With the images removed, return every line below exactly as it reads.

BEGIN Records shown

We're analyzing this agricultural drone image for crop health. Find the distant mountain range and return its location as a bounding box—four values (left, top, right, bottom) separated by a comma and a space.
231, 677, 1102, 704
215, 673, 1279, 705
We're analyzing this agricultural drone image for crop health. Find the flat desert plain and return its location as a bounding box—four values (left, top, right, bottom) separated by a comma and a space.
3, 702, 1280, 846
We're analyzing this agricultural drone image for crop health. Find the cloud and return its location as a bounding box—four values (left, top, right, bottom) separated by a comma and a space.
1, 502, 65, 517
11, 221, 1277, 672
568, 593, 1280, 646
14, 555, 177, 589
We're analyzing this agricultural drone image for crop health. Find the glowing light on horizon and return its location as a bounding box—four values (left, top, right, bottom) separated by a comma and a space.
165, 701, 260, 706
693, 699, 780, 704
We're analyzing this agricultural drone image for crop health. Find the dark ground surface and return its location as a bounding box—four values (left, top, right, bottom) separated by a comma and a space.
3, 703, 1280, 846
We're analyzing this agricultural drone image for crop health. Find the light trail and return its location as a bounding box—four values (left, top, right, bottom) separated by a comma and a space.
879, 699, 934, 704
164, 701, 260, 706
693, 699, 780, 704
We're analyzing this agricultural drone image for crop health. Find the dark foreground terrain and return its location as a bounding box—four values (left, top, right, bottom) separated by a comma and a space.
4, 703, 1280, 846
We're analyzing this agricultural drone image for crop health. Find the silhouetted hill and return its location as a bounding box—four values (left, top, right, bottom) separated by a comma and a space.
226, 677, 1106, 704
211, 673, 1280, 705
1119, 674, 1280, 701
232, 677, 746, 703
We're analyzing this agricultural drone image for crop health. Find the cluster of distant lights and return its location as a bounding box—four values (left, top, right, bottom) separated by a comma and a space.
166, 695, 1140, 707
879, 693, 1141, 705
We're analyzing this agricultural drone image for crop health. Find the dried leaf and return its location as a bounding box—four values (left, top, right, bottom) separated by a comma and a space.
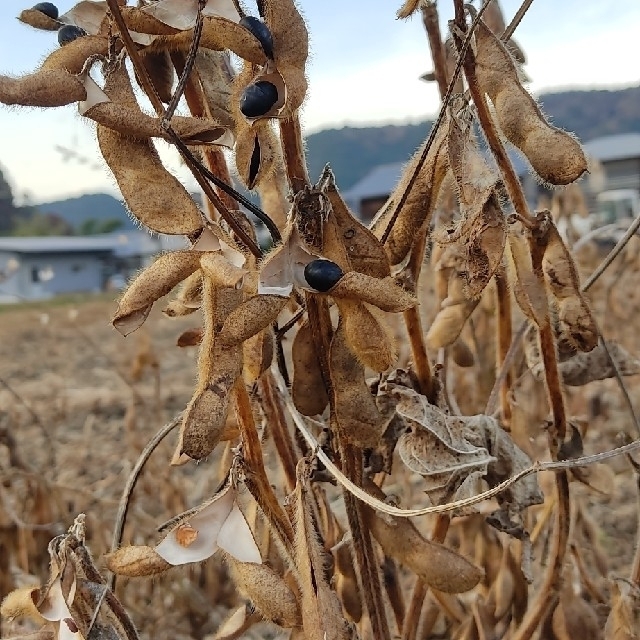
560, 341, 640, 386
155, 484, 261, 565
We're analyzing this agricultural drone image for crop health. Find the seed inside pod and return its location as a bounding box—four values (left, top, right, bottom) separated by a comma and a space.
240, 80, 279, 118
239, 16, 274, 59
57, 24, 86, 46
33, 2, 59, 19
304, 259, 344, 292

END Records shown

**Output for this task**
We're analyzing this agricultural drone image for crop health. Find the distant mountain range and return its location as a bounding box—four values (left, top, right, bottom) separated by a comma and a space.
231, 677, 1102, 704
215, 673, 1279, 705
We're analyzing this agricultural drone image for crop health. Find the flat desert plain and return its location as a bounding box—four values (left, top, right, bottom) separated by a comma and a space.
3, 702, 1280, 846
We're analyzing this agricultural drone image for crop health. Find the cloud and return its location as a bounding box—four values (left, top, right, bottom) separated by a comma and a space.
1, 502, 65, 517
11, 221, 1277, 672
568, 593, 1280, 646
14, 555, 177, 589
We're analyzing this agricultural drone image for crop health. Find the glowing light on horizon and return its location as a bounding box—four values (left, top, right, bottom) separated by a comma and a space.
165, 701, 260, 706
693, 699, 780, 704
We're analyzing this agricultural drone image for crop health. Find the dark ground surface and return its location as a bounding box—four values (left, top, right, bottom) separated by a comma and a space.
3, 703, 1280, 846
We're analyzing this agricultural drone image for crop health. Find the light trail and return its location as a bounding box—four values (left, top, right, bottom) separated by a comma and a space.
879, 699, 934, 704
164, 701, 260, 706
693, 699, 780, 704
We're analyzing this agricultural drone image for crop health. Find the dark foreground terrain and return its location as a bounding box—four values (left, top, right, bottom) separated by a comma and a space.
4, 703, 1280, 846
We're analyzing this agricultural drone image for crop health. Find the silhouetted hill and return its location as a bounding box—four values (left, top, right, bottom) separated by a comma and a space.
226, 677, 1106, 704
211, 673, 1280, 705
1119, 674, 1280, 701
232, 677, 746, 703
We're analyzing this agricultural drone image for crop health. Find the cluster of distant lights and return its location as a bounding box—four values (left, top, right, bottom) separated by a comma and a space.
166, 695, 1140, 707
879, 693, 1141, 705
We're analyzing this agricultural drone image for crop health. Find the dried leaf and return its location as a bounding box—four values (left, top, right, bottom) separated by a comma and a space.
560, 341, 640, 386
155, 484, 261, 565
We're analyzing this agricultural drone image for crop health. Find the seed inside pod and return its location as a bounding box—four values (left, top, right, bottom) separated by a comma and a space.
240, 80, 279, 118
239, 16, 274, 59
57, 24, 86, 46
33, 2, 59, 19
304, 259, 344, 292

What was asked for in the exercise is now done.